### [Instructions to follow]
Reproduce the salt marsh article word for word, from "Discover, August 1, 2000" up to and including "the marsh bottom.".

### [Document section]
★ ★ ★
Discover, August 1, 2000
On a clear summer day on the California coast, the carpinteria salt marsh vibrates with life. Along the banks of the 120-acre preserve, 80 miles northwest of Los Angeles, thousands of horn snails, their conical shells looking like miniature party hats, graze the algae. Arrow gobies slip through the water, while killifish dart around, every now and then turning to expose the brilliant glint of their bellies. Fiddler crabs slowly crawl out of fist-size holes and salute the new day with their giant claws, while their bigger cousins—lined-shore crabs— crack open snails as if they were walnuts. Meanwhile, a carnival of birds— Caspian terns, willet, plover, yellowleg sandpipers, curlews, and dowitchers— feast on littleneck clams and other prey burrowed in the marsh bottom.
Standing on a promontory, Kevin Lafferty, a marine biologist at the University of California at Santa Barbara, watches the teeming scene and sees another, more compelling drama. For him, the real drama of the marsh lies beneath the surface in the life of its invisible inhabitants: the parasites. A curlew grabs a clam from its hole. “Just got infected,” Lafferty says. He looks at the bank of snails. “More than 40 percent of these snails are infected,” he pronounces. “They’re really just parasites in disguise.” He points to the snowy constellation of bird droppings along the bank. “There are boxcars of parasite biomass here; those are just packages of fluke eggs.”
★ ★ ★
### [Entries provided]
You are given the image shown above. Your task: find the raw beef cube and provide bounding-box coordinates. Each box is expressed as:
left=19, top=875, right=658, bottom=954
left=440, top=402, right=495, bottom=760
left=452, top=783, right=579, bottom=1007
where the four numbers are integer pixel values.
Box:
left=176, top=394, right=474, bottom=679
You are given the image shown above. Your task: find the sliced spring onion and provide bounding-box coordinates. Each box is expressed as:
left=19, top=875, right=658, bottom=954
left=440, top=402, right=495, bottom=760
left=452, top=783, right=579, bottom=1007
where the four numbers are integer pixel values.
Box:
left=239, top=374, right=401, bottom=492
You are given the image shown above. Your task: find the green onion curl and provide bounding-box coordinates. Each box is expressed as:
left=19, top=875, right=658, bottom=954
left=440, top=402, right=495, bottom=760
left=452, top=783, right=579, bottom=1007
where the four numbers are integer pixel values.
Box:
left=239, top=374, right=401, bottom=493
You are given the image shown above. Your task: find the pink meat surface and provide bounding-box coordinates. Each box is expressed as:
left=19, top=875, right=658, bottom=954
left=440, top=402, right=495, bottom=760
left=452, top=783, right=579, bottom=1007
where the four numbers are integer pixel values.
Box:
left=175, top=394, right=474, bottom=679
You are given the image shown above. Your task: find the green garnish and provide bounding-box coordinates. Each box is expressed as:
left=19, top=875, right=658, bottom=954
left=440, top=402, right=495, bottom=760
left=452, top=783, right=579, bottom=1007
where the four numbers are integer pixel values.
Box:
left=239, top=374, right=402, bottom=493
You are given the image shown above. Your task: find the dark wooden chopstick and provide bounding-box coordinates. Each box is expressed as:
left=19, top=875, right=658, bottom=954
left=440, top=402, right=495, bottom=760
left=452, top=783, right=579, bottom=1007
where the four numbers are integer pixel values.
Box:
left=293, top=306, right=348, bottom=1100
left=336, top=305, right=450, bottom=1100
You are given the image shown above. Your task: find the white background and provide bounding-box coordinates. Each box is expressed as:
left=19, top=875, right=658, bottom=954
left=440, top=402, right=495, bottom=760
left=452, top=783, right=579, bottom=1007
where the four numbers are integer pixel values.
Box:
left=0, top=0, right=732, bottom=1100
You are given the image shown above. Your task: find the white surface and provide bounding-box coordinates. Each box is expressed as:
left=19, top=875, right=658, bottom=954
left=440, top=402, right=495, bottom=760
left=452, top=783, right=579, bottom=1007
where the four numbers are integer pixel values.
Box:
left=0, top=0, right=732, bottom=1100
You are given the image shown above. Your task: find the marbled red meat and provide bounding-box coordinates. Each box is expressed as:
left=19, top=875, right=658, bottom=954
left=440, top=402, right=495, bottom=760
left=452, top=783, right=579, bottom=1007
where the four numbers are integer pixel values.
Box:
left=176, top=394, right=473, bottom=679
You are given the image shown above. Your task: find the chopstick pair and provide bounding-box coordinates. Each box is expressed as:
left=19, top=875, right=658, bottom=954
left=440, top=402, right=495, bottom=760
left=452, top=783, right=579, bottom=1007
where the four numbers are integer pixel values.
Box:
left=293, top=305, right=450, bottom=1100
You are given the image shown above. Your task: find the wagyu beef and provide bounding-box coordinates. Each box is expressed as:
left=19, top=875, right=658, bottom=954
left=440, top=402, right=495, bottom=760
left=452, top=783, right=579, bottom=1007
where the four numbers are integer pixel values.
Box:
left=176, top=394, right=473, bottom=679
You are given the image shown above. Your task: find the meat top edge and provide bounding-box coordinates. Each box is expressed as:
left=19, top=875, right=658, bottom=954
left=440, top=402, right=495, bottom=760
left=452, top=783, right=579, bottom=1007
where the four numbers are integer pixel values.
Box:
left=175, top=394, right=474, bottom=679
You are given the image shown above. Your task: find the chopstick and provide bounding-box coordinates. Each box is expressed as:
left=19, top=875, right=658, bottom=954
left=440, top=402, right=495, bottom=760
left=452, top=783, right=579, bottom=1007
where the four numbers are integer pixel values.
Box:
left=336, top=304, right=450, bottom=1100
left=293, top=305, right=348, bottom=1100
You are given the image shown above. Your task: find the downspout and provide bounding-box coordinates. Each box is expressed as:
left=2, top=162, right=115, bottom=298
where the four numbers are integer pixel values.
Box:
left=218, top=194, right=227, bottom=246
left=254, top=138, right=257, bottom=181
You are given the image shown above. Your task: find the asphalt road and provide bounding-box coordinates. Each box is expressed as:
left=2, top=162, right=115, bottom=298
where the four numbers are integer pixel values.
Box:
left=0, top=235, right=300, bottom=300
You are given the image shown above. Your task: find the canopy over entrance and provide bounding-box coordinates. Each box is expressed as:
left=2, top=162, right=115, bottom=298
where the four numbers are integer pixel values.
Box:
★ ★ ★
### [Output below]
Discover, August 1, 2000
On a clear summer day on the California coast, the carpinteria salt marsh vibrates with life. Along the banks of the 120-acre preserve, 80 miles northwest of Los Angeles, thousands of horn snails, their conical shells looking like miniature party hats, graze the algae. Arrow gobies slip through the water, while killifish dart around, every now and then turning to expose the brilliant glint of their bellies. Fiddler crabs slowly crawl out of fist-size holes and salute the new day with their giant claws, while their bigger cousins—lined-shore crabs— crack open snails as if they were walnuts. Meanwhile, a carnival of birds— Caspian terns, willet, plover, yellowleg sandpipers, curlews, and dowitchers— feast on littleneck clams and other prey burrowed in the marsh bottom.